▸ **ACTIVITY**
Go through the data below and copy each line where the word "dome" occurs.

==== SUPPLIED ENTRIES ====

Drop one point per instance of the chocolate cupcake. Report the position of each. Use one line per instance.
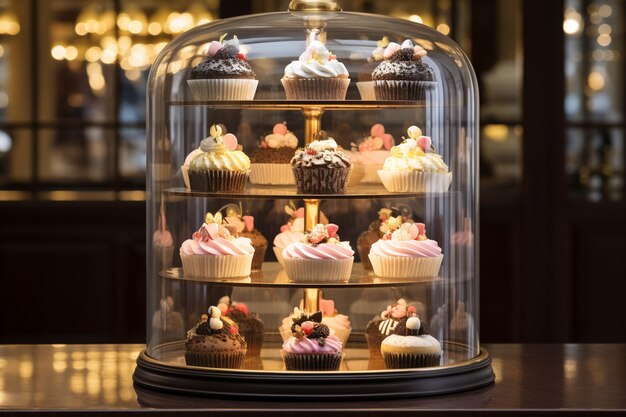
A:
(410, 346)
(250, 325)
(223, 74)
(320, 168)
(214, 343)
(270, 162)
(403, 75)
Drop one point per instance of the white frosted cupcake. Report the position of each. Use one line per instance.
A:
(410, 347)
(319, 257)
(271, 161)
(406, 253)
(214, 253)
(316, 75)
(414, 166)
(223, 74)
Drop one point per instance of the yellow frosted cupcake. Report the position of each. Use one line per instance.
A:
(414, 166)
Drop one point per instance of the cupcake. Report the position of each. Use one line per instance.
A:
(410, 346)
(339, 324)
(403, 75)
(250, 326)
(293, 230)
(316, 75)
(220, 167)
(373, 151)
(214, 253)
(414, 166)
(270, 162)
(163, 244)
(320, 168)
(365, 84)
(223, 74)
(243, 226)
(311, 347)
(321, 256)
(384, 324)
(406, 253)
(215, 343)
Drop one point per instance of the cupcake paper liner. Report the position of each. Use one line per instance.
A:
(366, 90)
(321, 180)
(185, 171)
(259, 257)
(415, 181)
(406, 267)
(230, 360)
(216, 180)
(279, 256)
(402, 89)
(410, 360)
(315, 88)
(211, 266)
(223, 89)
(271, 174)
(318, 270)
(312, 362)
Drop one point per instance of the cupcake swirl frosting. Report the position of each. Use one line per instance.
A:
(321, 153)
(311, 346)
(415, 153)
(214, 239)
(408, 240)
(321, 242)
(219, 153)
(316, 62)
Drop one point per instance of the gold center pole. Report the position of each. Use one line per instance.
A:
(313, 122)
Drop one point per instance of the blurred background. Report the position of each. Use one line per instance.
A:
(72, 160)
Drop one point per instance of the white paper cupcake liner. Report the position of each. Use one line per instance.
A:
(318, 270)
(211, 266)
(271, 174)
(366, 89)
(223, 89)
(185, 171)
(414, 181)
(406, 267)
(315, 88)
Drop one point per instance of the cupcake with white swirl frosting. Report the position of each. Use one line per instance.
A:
(415, 166)
(320, 256)
(213, 253)
(219, 167)
(406, 253)
(316, 75)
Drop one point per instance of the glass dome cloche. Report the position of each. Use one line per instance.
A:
(312, 206)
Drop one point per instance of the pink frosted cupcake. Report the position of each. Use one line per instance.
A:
(406, 253)
(293, 230)
(373, 151)
(414, 166)
(214, 253)
(319, 257)
(311, 346)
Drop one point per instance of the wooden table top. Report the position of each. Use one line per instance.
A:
(537, 378)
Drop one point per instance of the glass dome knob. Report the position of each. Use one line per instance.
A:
(314, 6)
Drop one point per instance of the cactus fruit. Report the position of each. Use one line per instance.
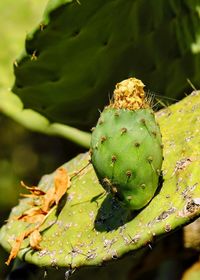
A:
(126, 148)
(89, 229)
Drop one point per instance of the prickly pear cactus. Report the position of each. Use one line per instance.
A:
(127, 140)
(79, 53)
(89, 227)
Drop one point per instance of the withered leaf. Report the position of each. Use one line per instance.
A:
(16, 247)
(35, 191)
(61, 183)
(39, 211)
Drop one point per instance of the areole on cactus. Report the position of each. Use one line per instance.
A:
(126, 148)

====

▸ **SOLUTION TO THE PROBLEM**
Drop one point per instance of the glass dome cloche. Report the position of each. Use one line per instance.
Drop one point per instance of the glass dome knob. Report the position of each. Use one line per instance.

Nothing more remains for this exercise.